RECORDS TO PROCESS —
BEGIN

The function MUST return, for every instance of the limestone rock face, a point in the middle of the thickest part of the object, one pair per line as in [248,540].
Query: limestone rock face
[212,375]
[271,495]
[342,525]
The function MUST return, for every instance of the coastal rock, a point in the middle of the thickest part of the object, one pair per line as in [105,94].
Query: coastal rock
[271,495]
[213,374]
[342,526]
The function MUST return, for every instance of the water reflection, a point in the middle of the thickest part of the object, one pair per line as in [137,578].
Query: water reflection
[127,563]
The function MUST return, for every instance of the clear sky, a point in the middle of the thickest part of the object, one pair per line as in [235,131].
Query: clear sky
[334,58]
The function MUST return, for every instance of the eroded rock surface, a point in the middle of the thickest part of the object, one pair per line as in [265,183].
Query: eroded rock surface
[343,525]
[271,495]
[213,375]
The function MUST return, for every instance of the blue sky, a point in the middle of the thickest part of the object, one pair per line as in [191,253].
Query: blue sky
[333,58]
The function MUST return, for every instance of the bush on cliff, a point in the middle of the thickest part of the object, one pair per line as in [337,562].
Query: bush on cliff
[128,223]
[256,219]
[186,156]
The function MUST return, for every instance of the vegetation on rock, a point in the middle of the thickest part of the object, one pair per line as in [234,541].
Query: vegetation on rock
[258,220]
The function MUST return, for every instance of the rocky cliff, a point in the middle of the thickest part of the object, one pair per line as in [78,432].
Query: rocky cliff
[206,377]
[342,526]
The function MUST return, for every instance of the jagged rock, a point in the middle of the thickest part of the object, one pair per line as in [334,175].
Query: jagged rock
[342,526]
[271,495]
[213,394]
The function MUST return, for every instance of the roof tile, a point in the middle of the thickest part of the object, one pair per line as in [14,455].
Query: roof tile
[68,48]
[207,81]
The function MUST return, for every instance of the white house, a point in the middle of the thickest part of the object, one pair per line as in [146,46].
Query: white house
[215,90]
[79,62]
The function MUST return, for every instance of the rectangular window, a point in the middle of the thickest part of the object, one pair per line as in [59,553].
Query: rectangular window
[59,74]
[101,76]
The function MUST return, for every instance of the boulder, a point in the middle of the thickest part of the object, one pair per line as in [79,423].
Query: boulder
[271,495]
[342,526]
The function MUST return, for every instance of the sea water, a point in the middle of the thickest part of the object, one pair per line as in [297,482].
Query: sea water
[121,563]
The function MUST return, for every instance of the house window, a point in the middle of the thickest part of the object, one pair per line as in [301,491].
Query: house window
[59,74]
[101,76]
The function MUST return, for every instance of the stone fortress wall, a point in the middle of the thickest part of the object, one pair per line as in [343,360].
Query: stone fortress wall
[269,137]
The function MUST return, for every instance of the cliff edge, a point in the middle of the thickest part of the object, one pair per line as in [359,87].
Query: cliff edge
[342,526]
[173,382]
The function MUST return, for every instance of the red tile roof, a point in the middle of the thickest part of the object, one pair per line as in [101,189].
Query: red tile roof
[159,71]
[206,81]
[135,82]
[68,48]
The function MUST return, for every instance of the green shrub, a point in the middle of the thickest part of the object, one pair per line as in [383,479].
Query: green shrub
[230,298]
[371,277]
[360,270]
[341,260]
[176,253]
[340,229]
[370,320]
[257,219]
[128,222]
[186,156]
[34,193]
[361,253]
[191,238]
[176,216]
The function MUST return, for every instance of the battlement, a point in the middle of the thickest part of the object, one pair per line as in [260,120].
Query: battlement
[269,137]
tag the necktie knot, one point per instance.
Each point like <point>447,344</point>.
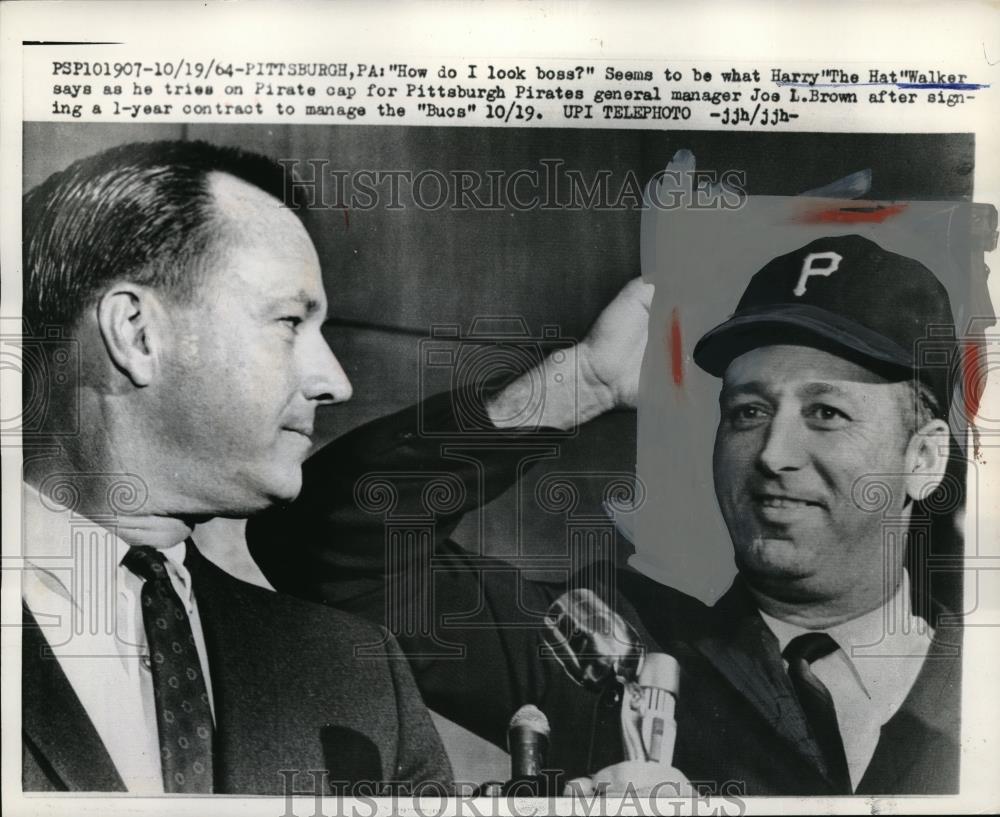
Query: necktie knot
<point>146,562</point>
<point>809,647</point>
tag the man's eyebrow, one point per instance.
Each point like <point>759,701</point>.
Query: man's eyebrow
<point>820,388</point>
<point>739,389</point>
<point>300,298</point>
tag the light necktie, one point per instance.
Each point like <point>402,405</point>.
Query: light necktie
<point>817,703</point>
<point>183,713</point>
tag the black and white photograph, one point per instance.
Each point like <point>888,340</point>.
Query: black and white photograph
<point>631,462</point>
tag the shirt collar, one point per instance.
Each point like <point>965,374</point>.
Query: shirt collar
<point>891,633</point>
<point>48,533</point>
<point>864,630</point>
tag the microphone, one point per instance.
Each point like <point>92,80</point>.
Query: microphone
<point>594,645</point>
<point>527,742</point>
<point>659,682</point>
<point>600,650</point>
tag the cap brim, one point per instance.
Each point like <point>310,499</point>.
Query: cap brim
<point>795,324</point>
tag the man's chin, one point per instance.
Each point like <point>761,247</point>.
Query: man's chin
<point>774,559</point>
<point>284,490</point>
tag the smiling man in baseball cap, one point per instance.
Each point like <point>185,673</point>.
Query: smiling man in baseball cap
<point>821,409</point>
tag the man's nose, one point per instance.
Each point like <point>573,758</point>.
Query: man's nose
<point>325,380</point>
<point>783,446</point>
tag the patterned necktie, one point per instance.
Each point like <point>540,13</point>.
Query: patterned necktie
<point>183,714</point>
<point>817,703</point>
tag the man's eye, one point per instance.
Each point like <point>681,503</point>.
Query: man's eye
<point>827,416</point>
<point>746,415</point>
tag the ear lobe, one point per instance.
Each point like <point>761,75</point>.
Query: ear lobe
<point>926,459</point>
<point>125,317</point>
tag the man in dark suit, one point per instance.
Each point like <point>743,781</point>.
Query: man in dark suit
<point>814,674</point>
<point>186,302</point>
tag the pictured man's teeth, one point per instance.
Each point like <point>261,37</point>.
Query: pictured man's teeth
<point>782,502</point>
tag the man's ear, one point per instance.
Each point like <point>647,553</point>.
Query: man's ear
<point>926,459</point>
<point>130,317</point>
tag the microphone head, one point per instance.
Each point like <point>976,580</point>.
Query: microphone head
<point>532,718</point>
<point>595,646</point>
<point>661,671</point>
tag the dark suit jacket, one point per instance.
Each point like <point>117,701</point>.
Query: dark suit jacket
<point>289,694</point>
<point>739,723</point>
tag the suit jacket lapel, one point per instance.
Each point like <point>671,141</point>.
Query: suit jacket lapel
<point>742,648</point>
<point>55,722</point>
<point>920,745</point>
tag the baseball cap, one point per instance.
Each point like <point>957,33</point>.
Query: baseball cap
<point>844,294</point>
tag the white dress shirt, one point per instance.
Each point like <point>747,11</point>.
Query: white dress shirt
<point>88,608</point>
<point>869,677</point>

END

YOUR GOAL —
Your reply should be the full data above, copied exactly, with no pictures in it.

RESPONSE TO THIS TASK —
The function MUST return, for every instance of the limestone rock face, a point in the middle of the thickest part of the object, one pair per line as in [248,540].
Query: limestone rock face
[212,375]
[271,495]
[342,525]
The function MUST return, for every instance of the coastal rock, a point in the middle of the thickest part of the object, one pair per line as in [105,94].
Query: coastal rock
[271,495]
[213,374]
[342,526]
The function MUST return, for every instance of the water reflection, a point in the middle of the thickest part of the object, one pair per line as in [137,578].
Query: water reflection
[127,563]
The function MUST return, for every instance of the clear sky, a point in the middle of the thickest part of the object, one pair per line as in [235,131].
Query: clear sky
[334,58]
The function MUST return, for every instance of the eroded rock surface, a point in the middle of the thickest part of the object, one pair per line as in [265,183].
Query: eroded rock surface
[343,525]
[271,495]
[213,375]
The function MUST return, for every instance of the blue sky, a point in the middle of the thickest part of the object, one pair per line as in [191,253].
Query: blue sky
[333,58]
The function MUST return, for every instance of the bush on cliff, a point in the middle of the thickest part of the object, one pair per line as in [337,562].
Query: bush on cliff
[128,223]
[256,219]
[186,156]
The function MUST return, for every instance of the vegetation on rock, a point in the middle of the thickest part of the object, one pair per line as in [234,541].
Query: vegetation on rock
[258,220]
The function MUST return, for every instance of the rocky cliff, a point in the middle of the thickest part of the object, one pair per line as in [78,432].
Query: rocky cliff
[206,377]
[342,526]
The function MUST return, for every instance of the jagged rock, a point in the middle of the thickest part of the object, one pair per line as in [334,175].
Query: jagged rock
[342,526]
[271,495]
[213,394]
The function MUST return, for every instance of the roof tile, a point in the middle of the thickest part of the object, one pair per line as in [14,455].
Query: roof tile
[68,48]
[207,81]
The function MUST return, for every instance of the white house, a point in the middle of the thickest part of the object, one pair per line as in [146,46].
Query: white house
[215,90]
[79,62]
The function MUST return, for every instance of the rectangular window, a point in the middle of the thickest part of the object, one pair per line as in [59,553].
Query: rectangular window
[59,74]
[101,76]
The function MUST return, for every instance of the boulder, a point in the middle of the thickest part of the object, one pair per line as in [79,423].
Query: boulder
[271,495]
[342,526]
The function MUST return, for every instance of the sea water, a point in the middle of the thickest part of the object, one pair per line as in [297,482].
Query: sea water
[121,563]
The function MUST return, for every instance of the house window, a point in the middle of the thickest part of the object, one pair per line as in [301,491].
Query: house window
[59,74]
[101,76]
The function MUST return, for every instance of the stone fortress wall, a point in the middle of the thickest part of the object, one pair per line as in [343,360].
Query: stone fortress wall
[269,137]
The function MUST return, for every instance of the cliff edge, a point in the middle of the thickest part of the object, one pair per line as in [359,87].
Query: cliff edge
[342,526]
[173,382]
The function MUST return, for every instance of the red tile roof, a point in the middle of the thickest part of the object, one pair per line as in [101,189].
Query: red tile roof
[159,71]
[206,81]
[135,82]
[68,48]
The function MUST return, for every instance of the green shrub, a point in the middle of the thickest part of the object, one pair per line as in [383,479].
Query: green shrub
[230,298]
[371,277]
[360,270]
[341,260]
[176,253]
[340,229]
[370,320]
[257,219]
[128,222]
[186,156]
[34,193]
[361,253]
[191,238]
[176,216]
The function MUST return, for every instance of the battlement, a point in the middle of the thickest part of the object, one pair per line as in [260,120].
Query: battlement
[269,137]
tag the necktie knot, one point per instance.
Each point like <point>447,344</point>.
Query: necktie knot
<point>146,562</point>
<point>809,647</point>
tag the man's eyebrow, one point per instance.
Each point like <point>759,701</point>.
Query: man's eyebrow
<point>820,388</point>
<point>739,389</point>
<point>300,298</point>
tag the light necktie, one point per instance.
Each point like <point>402,405</point>.
Query: light necktie
<point>817,703</point>
<point>183,713</point>
tag the black and white photograph, one point per instance.
Each point like <point>888,340</point>.
Query: black and white photograph
<point>631,462</point>
tag the shirt collar, one point per instance.
Each point like <point>965,374</point>.
Query: shirt collar
<point>891,633</point>
<point>48,533</point>
<point>864,630</point>
tag the microphone, one point per instance.
Each point like <point>92,80</point>.
Query: microphone
<point>594,645</point>
<point>527,742</point>
<point>659,682</point>
<point>600,650</point>
tag the cap brim, one point per instance.
Each point like <point>310,499</point>.
Query: cap brim
<point>795,324</point>
tag the man's chin, one point per instance.
Each point like <point>761,247</point>.
Query: man's chin
<point>774,559</point>
<point>284,490</point>
tag the smiling man in baseball cap, one point per instance.
Each point like <point>185,673</point>.
Query: smiling man in baseball cap
<point>821,409</point>
tag the man's nose, one point per instance.
Each point like <point>573,758</point>.
Query: man's nose
<point>325,380</point>
<point>783,446</point>
tag the patterned necktie, one point per instance.
Each point like <point>540,13</point>.
Query: patterned necktie
<point>183,714</point>
<point>817,703</point>
tag the man's eye, one point per instance.
Each point like <point>681,503</point>.
Query: man's eye
<point>827,416</point>
<point>746,415</point>
tag the ear lobe, one point per instance.
Each point like <point>761,75</point>.
Query: ear lobe
<point>926,459</point>
<point>125,317</point>
tag the man in dark suit, one point per instance.
Each point like <point>743,781</point>.
Query: man in dark suit
<point>814,674</point>
<point>186,302</point>
tag the pictured man's teeth, one point per instance.
Each point like <point>261,37</point>.
Query: pictured man's teeth
<point>782,502</point>
tag the man's ear, one point per instance.
Each point like <point>647,553</point>.
Query: man's ear
<point>926,459</point>
<point>130,317</point>
tag the microphone head, one point per instance.
Each point like <point>976,580</point>.
Query: microphone head
<point>532,718</point>
<point>595,646</point>
<point>661,671</point>
tag the dark suit jacket, one point per instance.
Each point like <point>117,701</point>.
Query: dark suit jacket
<point>289,694</point>
<point>739,723</point>
tag the suit jacket lapel, one point per instance.
Each point like <point>671,141</point>.
Query: suit jacket lapel
<point>742,648</point>
<point>55,722</point>
<point>920,745</point>
tag the baseball cap, one point per instance.
Each point like <point>957,33</point>.
Query: baseball cap
<point>844,294</point>
tag the white dress shirt, one point per instance.
Each point like <point>747,11</point>.
Query: white dress shirt
<point>88,608</point>
<point>869,677</point>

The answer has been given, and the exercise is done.